--- Texte fourni ---
Le danger, explique Nedjma à Mustapha, c’est que les salafistes se servent de l’ignorance des jeunes. Leur propagande se loge dans l’inconscient. En plus, « ils donnent envie d’y croire ». Le prédicateur Chemsou qui joue « avec les limites du mal, il est marrant. Mais sa perversité me dérange. Il a l’esprit tordu. » Elle attendra (en vain) une réponse à sa demande d’interview de la « star ». De même pour Cheikh Hamadache, réputé plus radical. Il aurait dit que s’il devenait président, « il ouvrirait une ambassade de Daesh à Alger », raconte Mustapha. A souligner : elle n’obtiendra pas davantage d’entretien auprès du ministre de l’information…
Pour Biyouna, le paradis idéal serait fait de sérénité. « Pas d’impôts », ironise l’humoriste qui croit en Dieu. « Je lui parle et il m’écoute. Parfois, il exauce mes vœux et c’est très beau. » Et les 72 houris ? « 72 par jour, c’est ce qu’ils disent. C’est beaucoup. Dans la vie, ils galèrent avec une seule ! (…) Nos grands-mères nous disaient que c’était interdit de dire que tel ou telle irait au paradis ou en enfer. Dieu seul sait. Chacun trouvera son dû en fonction de ses actions. »

« Aller au paradis pour des vierges, poursuit-elle, c’est honteux de penser ça. C’est péché ! » L’œil se fait sombre : « Tuer des inconnus. Des gens qui faisaient la fête, les malheureux ! Ils entrent et leur tirent dessus… C’est comme en 1997 à Bentalha, 450 enfants, femmes, tous égorgés en une nuit. Dieu nous protège. »
« Vendeurs de suicide »
Choix du montage, les entretiens sont livrés sur la longueur. Le temps de réaliser, une fois n’est pas coutume, à quel point la société algérienne, exposée bien avant l’heure à l’idéologie terroriste, est sortie meurtrie de la Décennie noire. Et combien elle continue à être divisée par ces germes invisibles qui irriguent le tissu social. Des « Afghans » à al-Qaïda au Maghreb islamique, ils travaillent en profondeur une société fragile en quête d’avenir. Une guerre sourde, inexorable, que certains hommes puissants ont engagée contre les femmes. Et au-delà contre l’humanité.

Instructifs, les propos d’Omar Belkahla qui reçoit dans le patio de sa villa. Il dit avoir appartenu entre 15 et  19 ans au courant (tariqa) salafiste wahabite. Un islam rigoriste qui dominait dans la mosquée qu’il fréquentait à adolescence, période par excellence de « mimétisme comportemental selon les psychologues ». Le mal a pris de l’ampleur avec la mondialisation et les réseaux sociaux. Une marchandisation de la propagande s’en est suivie, par ces vendeurs de suicide dont la puissance financière dépasse l’entendement. David contre Goliath.
--- Lignes extraites ---
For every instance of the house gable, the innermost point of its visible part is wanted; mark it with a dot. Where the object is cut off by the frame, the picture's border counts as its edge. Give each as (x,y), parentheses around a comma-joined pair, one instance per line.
---
--- Lignes extraites ---
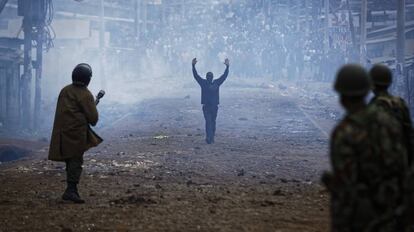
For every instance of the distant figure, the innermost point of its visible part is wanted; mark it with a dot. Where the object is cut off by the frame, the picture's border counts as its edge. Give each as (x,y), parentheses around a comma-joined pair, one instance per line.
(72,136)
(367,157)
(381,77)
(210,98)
---
--- Lignes extraites ---
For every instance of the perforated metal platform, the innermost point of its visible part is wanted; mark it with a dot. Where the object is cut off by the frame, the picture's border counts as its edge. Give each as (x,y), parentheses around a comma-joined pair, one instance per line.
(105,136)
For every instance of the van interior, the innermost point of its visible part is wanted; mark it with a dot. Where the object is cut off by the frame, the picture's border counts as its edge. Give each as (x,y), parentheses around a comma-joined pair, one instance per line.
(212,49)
---
Consigne:
D'après le texte fourni, entre quels âges Omar Belkahla dit-il avoir appartenu au courant salafiste wahabite ?

Réponse:
Entre 15 et 19 ans.